→ EXERCISE
Every record that follows should appear again in your answer, exactly the same.

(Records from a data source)
Content starts

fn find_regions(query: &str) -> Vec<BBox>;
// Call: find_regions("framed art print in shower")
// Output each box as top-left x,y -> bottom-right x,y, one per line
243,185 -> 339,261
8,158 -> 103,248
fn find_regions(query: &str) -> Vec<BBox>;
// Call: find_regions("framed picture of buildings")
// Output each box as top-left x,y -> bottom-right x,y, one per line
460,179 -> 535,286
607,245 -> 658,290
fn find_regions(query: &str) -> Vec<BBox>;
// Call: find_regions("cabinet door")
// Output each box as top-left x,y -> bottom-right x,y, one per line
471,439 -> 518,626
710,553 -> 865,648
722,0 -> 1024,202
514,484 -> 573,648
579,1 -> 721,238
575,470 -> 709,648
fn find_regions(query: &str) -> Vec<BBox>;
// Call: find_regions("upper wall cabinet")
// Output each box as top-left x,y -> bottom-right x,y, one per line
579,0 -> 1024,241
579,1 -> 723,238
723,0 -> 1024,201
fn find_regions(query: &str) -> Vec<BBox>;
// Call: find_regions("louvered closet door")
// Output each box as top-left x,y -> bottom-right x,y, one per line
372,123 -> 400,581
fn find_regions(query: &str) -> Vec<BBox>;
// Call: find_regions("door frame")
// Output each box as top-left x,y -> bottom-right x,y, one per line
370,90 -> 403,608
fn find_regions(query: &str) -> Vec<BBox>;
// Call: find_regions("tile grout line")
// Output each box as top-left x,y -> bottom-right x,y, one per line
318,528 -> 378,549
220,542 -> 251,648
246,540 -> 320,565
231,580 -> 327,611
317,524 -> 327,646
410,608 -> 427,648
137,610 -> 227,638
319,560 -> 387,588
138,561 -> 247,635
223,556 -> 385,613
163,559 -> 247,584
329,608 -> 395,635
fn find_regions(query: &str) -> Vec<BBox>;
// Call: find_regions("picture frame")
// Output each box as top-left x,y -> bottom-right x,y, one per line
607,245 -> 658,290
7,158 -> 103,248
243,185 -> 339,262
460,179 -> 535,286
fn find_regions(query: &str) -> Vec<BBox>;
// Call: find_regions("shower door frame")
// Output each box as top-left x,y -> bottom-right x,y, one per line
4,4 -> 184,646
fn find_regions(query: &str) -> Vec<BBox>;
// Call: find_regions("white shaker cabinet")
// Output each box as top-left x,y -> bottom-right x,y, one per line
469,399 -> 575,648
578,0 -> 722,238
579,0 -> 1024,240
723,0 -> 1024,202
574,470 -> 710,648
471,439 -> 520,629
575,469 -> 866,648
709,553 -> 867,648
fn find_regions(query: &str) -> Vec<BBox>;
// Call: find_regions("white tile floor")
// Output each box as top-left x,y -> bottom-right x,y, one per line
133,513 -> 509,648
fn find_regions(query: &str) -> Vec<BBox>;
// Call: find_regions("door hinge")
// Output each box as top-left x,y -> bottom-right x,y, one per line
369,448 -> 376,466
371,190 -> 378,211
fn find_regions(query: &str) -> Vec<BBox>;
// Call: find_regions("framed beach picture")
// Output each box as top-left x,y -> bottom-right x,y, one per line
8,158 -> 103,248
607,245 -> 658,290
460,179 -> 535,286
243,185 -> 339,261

Content ends

→ REPLY TO THE EXERCISE
fn find_regions(query: &str) -> Vec<BBox>;
// Call: find_regions("framed art print in shower")
// Output each box as top-left x,y -> bottom-right x,y, one per line
243,185 -> 339,261
8,158 -> 103,248
fn find_regions(query: &str) -> Vec<BBox>;
// Call: find_regions("framed picture of buildings")
// Output each box as top-left x,y -> bottom-right x,y, one per line
460,179 -> 535,286
607,245 -> 658,290
fn find_regions(query: &str) -> Vec<BBox>;
// Call: find_regions("cabinet door")
// Output each box as top-left x,y -> bottom-right x,y, one per line
471,439 -> 518,626
710,553 -> 865,648
722,0 -> 1024,202
514,484 -> 573,648
579,1 -> 721,238
575,470 -> 709,648
fn find_regions(query: &str) -> Vec<BBox>;
// Call: find_regions("upper wall cabinet")
// Output each box as top-left x,y -> bottom-right x,y, one per line
579,0 -> 1024,241
579,1 -> 723,238
723,0 -> 1024,201
fn find_regions(query: &str) -> Vec<BBox>;
// Call: find_regions("louvered closet door")
// Output each box as top-left x,y -> bottom-right x,y, one per line
372,123 -> 400,581
fn find_regions(query: &str) -> Vec<BBox>;
// Call: find_regions("door frame")
// Output each box as top-left x,y -> bottom-right x,y, one per line
370,90 -> 403,608
fn find_regions(query: &str) -> Vec<BBox>;
// Call: find_regions("tile grout line")
// Output each box as top-left x,y -> bottom-right x,y, one per line
318,528 -> 378,549
220,542 -> 251,648
246,540 -> 320,565
231,580 -> 327,611
317,524 -> 327,646
410,608 -> 427,648
137,610 -> 227,638
319,560 -> 387,588
138,561 -> 247,635
223,556 -> 385,613
163,559 -> 247,584
329,608 -> 395,635
fn find_regions(query: &str) -> Vec<BBox>;
// Call: find_regions("picture frame")
// Output each box as top-left x,y -> bottom-right x,y, one per line
607,245 -> 658,290
7,158 -> 103,248
243,185 -> 339,262
460,179 -> 535,286
fn find_regions(query: &str) -> Vec<BBox>;
// Call: find_regions("shower door frame")
// Output each box as top-left x,y -> bottom-right x,y, one per line
4,4 -> 184,646
fn find_regions(query: &str) -> Vec<BBox>;
// Call: find_regions("white shaker cabinet")
// Output each box as top-left x,y -> bottom-right x,y, one per line
469,399 -> 575,648
578,0 -> 722,238
579,0 -> 1024,240
723,0 -> 1024,202
574,470 -> 710,648
471,439 -> 520,629
575,469 -> 866,648
709,553 -> 867,648
fn find_regions(query: &str) -> Vec<BBox>;
// Call: find_regions("white tile floor")
// Output each box as top-left x,y -> bottom-right x,y, one per line
133,513 -> 509,648
fn find_regions(query: &str) -> Vec<BBox>;
// Call: find_regions("door hinge")
// Output each box as top-left x,y -> bottom-right x,y, one per line
369,448 -> 376,466
371,190 -> 378,211
fn find_regions(query: &str) -> Vec<BBox>;
// Call: find_regions("framed beach picture")
// Output each box as top-left x,y -> bottom-right x,y, one per line
8,158 -> 103,248
607,245 -> 658,290
460,179 -> 535,286
243,185 -> 339,261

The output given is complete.